Re: [RFC/PATCH 4/4] grep: obey --textconv for the case rev:path

2013-02-08 Thread Michael J Gruber
Junio C Hamano venit, vidit, dixit 07.02.2013 19:03:
> Michael J Gruber  writes:
> 
 (cd t && git grep GET_SHA1_QUIETLY HEAD:../cache.h)
 ../HEAD:../cache.h:#define GET_SHA1_QUIETLY01
>>>
>>> Yuck.
>>
>> And even more yuck:
>>
>> (cd t && git grep --full-name GET_SHA1_QUIETLY HEAD:../cache.h)
>> HEAD:../cache.h:#define GET_SHA1_QUIETLY01
>>
>> Someone does not expect a "rev:" to be in there, it seems ;)
> 
> I think stepping outside of $(cwd) is an afterthought the code does
> not anticipate.
> 

Well, we do resolve relative paths correctly, and there are even some
"chdir" in the code path. It's just that the output label is incorrect.

Michael
--
To unsubscribe from this list: send the line "unsubscribe git" in
the body of a message to majord...@vger.kernel.org
More majordomo info at  http://vger.kernel.org/majordomo-info.html


Re: [RFC/PATCH 4/4] grep: obey --textconv for the case rev:path

2013-02-07 Thread Junio C Hamano
Michael J Gruber  writes:

>>> (cd t && git grep GET_SHA1_QUIETLY HEAD:../cache.h)
>>> ../HEAD:../cache.h:#define GET_SHA1_QUIETLY01
>> 
>> Yuck.

■ **PARTS OF THE EXERCISE**:
1 - In the git grep thread, reproduce everything from "2013-02-08 Thread Michael" down to "--full-name GET_SHA1_QUIETLY HEAD:../cache.h)" word for word.
2 - In the git grep thread, what does Michael J Gruber say is incorrect in his 2013-02-08 reply?

■ **ENTRIES SUPPLIED**:

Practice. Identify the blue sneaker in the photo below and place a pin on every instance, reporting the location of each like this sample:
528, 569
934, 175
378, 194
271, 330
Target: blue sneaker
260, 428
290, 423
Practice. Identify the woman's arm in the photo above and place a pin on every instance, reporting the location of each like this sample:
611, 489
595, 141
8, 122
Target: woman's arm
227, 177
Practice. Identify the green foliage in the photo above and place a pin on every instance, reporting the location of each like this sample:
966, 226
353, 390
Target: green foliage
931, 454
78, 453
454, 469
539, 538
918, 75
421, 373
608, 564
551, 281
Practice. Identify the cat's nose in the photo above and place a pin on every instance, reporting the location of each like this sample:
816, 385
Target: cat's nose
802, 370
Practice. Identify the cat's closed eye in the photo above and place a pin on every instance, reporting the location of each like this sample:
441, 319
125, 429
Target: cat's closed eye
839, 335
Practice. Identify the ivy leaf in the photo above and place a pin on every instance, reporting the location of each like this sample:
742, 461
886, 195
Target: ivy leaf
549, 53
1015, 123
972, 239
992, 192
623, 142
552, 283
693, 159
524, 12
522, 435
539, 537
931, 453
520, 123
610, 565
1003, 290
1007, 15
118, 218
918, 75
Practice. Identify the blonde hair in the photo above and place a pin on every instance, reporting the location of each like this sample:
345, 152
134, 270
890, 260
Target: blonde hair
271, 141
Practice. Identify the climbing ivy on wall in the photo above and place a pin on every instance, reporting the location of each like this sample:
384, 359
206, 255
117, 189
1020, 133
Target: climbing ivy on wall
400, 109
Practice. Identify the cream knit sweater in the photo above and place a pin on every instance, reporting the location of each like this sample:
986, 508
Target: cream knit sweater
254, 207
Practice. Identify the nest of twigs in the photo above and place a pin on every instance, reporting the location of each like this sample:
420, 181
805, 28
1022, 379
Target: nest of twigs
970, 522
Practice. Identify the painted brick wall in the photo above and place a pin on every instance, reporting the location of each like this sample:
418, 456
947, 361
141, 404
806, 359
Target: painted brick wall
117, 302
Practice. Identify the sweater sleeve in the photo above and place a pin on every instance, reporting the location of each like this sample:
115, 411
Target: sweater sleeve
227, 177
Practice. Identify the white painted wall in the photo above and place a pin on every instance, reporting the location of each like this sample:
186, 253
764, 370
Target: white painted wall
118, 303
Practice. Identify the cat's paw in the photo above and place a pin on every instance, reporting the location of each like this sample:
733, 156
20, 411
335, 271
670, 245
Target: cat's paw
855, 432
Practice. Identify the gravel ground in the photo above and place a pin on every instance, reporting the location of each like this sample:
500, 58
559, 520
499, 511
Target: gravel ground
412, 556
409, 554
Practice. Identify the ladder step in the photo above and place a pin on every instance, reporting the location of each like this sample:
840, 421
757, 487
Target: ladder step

■ **SOLUTIONS FOR EACH TASK**:
1 -
2013-02-08 Thread Michael J Gruber
Junio C Hamano venit, vidit, dixit 07.02.2013 19:03:
> Michael J Gruber  writes:
> 
 (cd t && git grep GET_SHA1_QUIETLY HEAD:../cache.h)
 ../HEAD:../cache.h:#define GET_SHA1_QUIETLY01
>>>
>>> Yuck.
>>
>> And even more yuck:
>>
>> (cd t && git grep --full-name GET_SHA1_QUIETLY HEAD:../cache.h)

2 - The output label is incorrect.